Veruntreuung in Millionenhöhe Bitburger Beamter legt Geständnis ab - „Warum fällt das eigentlich niemandem auf?“

Trier · Im Untreueprozess gegen einen ehemaligen Beamten der Kreisverwaltung Bitburg-Prüm hat der Angeklagte am Donnerstagmorgen ein umfangreiches Geständnis abgelegt. Der 59-jähriger Kreisinspektor gibt eine finanzielle Notlage als Motiv an.

 Veruntreuungsprozess: Der Bitburger Beamte soll 1,5 Millionen Euro auf sein eigenes Konto überwiesen haben.

Veruntreuungsprozess: Der Bitburger Beamte soll 1,5 Millionen Euro auf sein eigenes Konto überwiesen haben.

Foto: Friedemann Vetter

Mit einem Geständnis des Angeklagten hat vor dem Trierer Landgericht der Untreueprozess gegen einen ehemaligen Beamten der Kreisverwaltung Bitburg-Prüm begonnen. Der 59-jährige Kreisinspektor soll im Laufe mehrerer Jahre insgesamt über 1,5 Millionen Euro abgezweigt haben.

 Er habe eine finanzielle Notsituation überbrücken wollen, sagte der 59-Jährige zum Prozessauftakt vor dem Trierer Landgericht. „Das war der schlimmste Fehler meines Lebens.“

Der Kreisinspektor mit einem Bruttomonatsgehalt von 3200 Euro war in der Behörde für die finanzielle Abwicklung von Jugendhilfemaßnahmen zuständig. Ab dem Jahr 2005 soll er laut Anklageschrift der Staatsanwaltschaft regelmäßig Pflegegelder auf ein ausschließlich von ihm genutztes Konto der ahnungslosen Stieftochter umgeleitet haben. Damit dies nicht auffiel, soll der mit seiner Familie in einem luxemburgischen Ort an der Sauer lebende Mann fingierte Pflegefälle angelegt haben, für die er regelmäßig Geld überwiesen habe. Über die Jahre hinweg durchschnittlich rund 10 000 Euro monatlich, haben die Ermittler errechnet.

Der über 13 Jahre laufende Schwindel flog im Juli vergangenen Jahres erst auf, als ein mit der Geldwäscheprüfung beauftragtes Unternehmen die Bank auf die ungewöhnlich hohe Zahl an Barverfügungen aufmerksam gemacht habe, wie die Vorsitzende Richterin Petra Schmitz sagte. Allein zwischen Juli 2013 und Juli 2018 sollen dem quasi eigenen Konto über 700 000 Euro gutgeschrieben worden sein. In den acht Jahren zuvor soll der Kreisinspektor weitere über 800 000 Euro ergaunert haben. Etwa die Hälfte der dem Angeklagten zur Last gelegten Fälle ist aber inzwischen verjährt.
────────────────────────────────────────
• [Aufgabe]
Wie hoch war laut dem Textauszug über den Untreueprozess das Bruttomonatsgehalt des Kreisinspektors?

• [Gezeigte Einträge]
────────────────────────────────────────
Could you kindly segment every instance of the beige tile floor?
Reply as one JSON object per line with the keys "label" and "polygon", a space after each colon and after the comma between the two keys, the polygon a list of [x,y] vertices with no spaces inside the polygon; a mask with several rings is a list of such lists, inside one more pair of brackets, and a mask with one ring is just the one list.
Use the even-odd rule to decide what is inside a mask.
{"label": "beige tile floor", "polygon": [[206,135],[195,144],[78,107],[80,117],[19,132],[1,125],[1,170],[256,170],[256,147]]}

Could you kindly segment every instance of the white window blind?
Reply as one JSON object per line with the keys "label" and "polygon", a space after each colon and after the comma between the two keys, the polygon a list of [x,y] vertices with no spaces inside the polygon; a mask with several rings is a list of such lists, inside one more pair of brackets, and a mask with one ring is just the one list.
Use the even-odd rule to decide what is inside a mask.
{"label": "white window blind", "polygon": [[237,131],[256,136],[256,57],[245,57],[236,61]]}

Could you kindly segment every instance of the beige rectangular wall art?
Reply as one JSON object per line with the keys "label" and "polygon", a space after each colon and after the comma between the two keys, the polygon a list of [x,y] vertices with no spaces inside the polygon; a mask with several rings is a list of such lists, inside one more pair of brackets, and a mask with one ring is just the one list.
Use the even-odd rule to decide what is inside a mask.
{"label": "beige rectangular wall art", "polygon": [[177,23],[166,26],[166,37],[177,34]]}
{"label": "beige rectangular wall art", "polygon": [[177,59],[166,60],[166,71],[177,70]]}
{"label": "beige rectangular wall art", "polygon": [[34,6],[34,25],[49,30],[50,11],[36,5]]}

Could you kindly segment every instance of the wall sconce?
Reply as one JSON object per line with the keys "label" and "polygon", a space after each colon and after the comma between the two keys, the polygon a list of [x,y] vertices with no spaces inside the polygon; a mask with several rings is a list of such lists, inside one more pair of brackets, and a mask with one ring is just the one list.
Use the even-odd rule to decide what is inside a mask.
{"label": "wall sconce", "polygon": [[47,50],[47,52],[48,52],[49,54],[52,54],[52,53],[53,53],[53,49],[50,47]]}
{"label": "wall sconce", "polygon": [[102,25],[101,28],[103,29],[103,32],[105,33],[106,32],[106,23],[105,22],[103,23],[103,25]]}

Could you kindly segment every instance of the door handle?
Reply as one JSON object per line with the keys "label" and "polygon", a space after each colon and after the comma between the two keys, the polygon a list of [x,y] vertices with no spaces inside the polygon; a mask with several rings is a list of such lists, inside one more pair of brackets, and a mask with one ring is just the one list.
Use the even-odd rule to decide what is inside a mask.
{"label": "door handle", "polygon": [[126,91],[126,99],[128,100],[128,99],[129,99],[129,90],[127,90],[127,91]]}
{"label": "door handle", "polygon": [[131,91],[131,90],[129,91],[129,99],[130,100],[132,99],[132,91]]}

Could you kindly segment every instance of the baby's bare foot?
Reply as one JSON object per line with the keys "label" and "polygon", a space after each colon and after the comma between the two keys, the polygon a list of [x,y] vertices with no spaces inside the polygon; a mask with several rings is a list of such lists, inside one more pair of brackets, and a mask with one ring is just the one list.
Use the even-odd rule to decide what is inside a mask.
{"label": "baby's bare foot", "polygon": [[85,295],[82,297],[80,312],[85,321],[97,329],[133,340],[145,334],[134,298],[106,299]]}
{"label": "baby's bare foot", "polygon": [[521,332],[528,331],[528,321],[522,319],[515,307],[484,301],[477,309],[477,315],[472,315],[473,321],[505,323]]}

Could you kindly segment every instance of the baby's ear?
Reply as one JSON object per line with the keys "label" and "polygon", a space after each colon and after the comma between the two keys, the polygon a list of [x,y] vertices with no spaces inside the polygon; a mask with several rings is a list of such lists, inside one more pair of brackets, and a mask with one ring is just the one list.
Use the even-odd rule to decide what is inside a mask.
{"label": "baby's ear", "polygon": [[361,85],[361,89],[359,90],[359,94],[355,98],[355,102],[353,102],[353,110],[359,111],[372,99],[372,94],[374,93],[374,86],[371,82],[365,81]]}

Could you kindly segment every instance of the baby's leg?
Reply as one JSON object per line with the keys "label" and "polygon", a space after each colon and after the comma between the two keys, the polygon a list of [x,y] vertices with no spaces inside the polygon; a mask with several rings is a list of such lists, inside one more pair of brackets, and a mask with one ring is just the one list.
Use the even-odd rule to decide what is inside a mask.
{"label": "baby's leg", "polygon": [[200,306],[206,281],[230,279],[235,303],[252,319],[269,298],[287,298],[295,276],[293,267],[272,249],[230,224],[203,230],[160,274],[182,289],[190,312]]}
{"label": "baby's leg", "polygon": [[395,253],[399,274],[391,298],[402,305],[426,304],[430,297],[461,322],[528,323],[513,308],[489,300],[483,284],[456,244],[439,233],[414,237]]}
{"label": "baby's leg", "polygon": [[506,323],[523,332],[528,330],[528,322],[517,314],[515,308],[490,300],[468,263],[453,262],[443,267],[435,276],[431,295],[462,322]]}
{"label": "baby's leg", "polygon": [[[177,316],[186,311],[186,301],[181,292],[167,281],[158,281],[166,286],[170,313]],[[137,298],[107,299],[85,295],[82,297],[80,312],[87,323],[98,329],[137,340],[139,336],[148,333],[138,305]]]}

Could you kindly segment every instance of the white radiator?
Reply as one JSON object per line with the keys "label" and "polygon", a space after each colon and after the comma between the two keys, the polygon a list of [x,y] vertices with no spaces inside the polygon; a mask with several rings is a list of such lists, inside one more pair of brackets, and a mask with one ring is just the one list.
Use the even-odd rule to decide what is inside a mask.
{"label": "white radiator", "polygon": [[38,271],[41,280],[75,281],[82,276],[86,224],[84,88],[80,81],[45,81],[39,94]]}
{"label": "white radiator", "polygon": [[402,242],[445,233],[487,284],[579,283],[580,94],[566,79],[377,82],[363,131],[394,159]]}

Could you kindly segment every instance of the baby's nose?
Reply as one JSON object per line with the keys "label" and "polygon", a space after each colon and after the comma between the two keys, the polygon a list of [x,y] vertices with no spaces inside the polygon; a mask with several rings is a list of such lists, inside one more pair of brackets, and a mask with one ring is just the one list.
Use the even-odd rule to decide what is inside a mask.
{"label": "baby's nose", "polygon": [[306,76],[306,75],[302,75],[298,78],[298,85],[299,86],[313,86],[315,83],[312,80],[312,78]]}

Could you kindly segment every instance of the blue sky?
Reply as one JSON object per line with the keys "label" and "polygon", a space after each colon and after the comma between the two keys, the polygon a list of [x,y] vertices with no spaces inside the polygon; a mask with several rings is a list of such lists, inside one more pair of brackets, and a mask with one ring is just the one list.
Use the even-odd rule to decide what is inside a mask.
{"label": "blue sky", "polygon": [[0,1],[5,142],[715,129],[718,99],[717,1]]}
────────────────────────────────────────
• [Lösung]
3200 Euro